[Enunciado]
Transcreva do excerto sobre o Hotel Nacional a passagem que começa em "Olhar para este" e termina em "numa outra dimensão.".

[Excerto da página]
————————

Hotel Nacional

Há muitas cápsulas de tempo em Havana. Os bólides americanos dos anos 1950, as fachadas dos prédios, o sorriso das pessoas. Mas a maior delas é a própria cidade em si. Mesmo quem nunca viajou até à capital cubana, sabe que o passado aqui não é passado – é presente. Depois, há ainda uma experiência mais intemporal: o Hotel Nacional, um sumptuoso cinco estrelas, propriedade do governo, e que tem o título de monumento nacional. Aconteça o que acontecer – e muita coisa vai acontecer a este país nos próximos meses –, o tempo não passa por aqui. Essa é a ideia de um hotel impecavelmente conservado e que poderá igualmente ser uma pista de uma atitude cubana para o futuro: o orgulho.

Olhar para este edifício e absorver os seus valores simbólicos tem de ser cuidadosamente contextualizado. A melhor notícia é que já não é o recreio dos ricos em Havana, a sua aura vai muito para além disso. Talvez seja antes uma espécie de sala de visitas pública. Um local onde a tradição cubana encontra uma espécie de El Dorado não cumprido. O efeito pode ser desconcertante, um pouco como paradoxo de dois tempos que se cruzam, mas acaba por fazer sentido, não é ficção científica nem um grão na engrenagem do cosmos. Basta chegar à entrada e ser bem recebido pelos porteiros, tão cavalheiros como castiços, e percebemos que a partir desse momento o clima é outro. Entramos numa outra dimensão.

————————

[Dados brutos]

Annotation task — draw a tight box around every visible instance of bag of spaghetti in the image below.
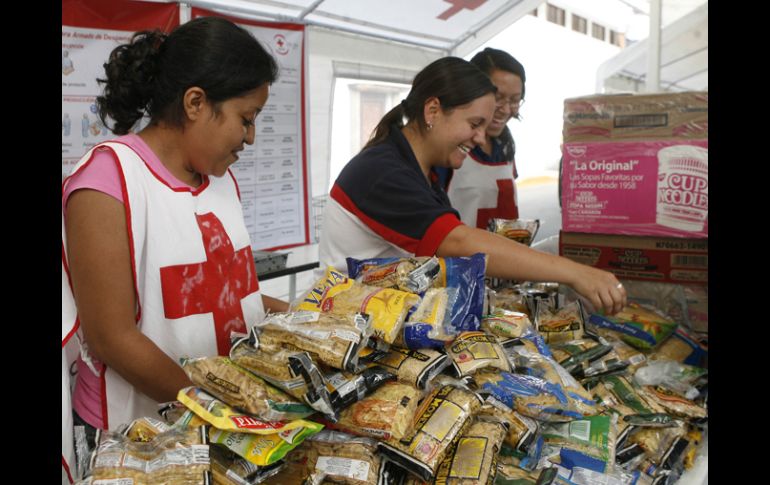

————————

[Resposta abaixo]
Olhar para este edifício e absorver os seus valores simbólicos tem de ser cuidadosamente contextualizado. A melhor notícia é que já não é o recreio dos ricos em Havana, a sua aura vai muito para além disso. Talvez seja antes uma espécie de sala de visitas pública. Um local onde a tradição cubana encontra uma espécie de El Dorado não cumprido. O efeito pode ser desconcertante, um pouco como paradoxo de dois tempos que se cruzam, mas acaba por fazer sentido, não é ficção científica nem um grão na engrenagem do cosmos. Basta chegar à entrada e ser bem recebido pelos porteiros, tão cavalheiros como castiços, e percebemos que a partir desse momento o clima é outro. Entramos numa outra dimensão.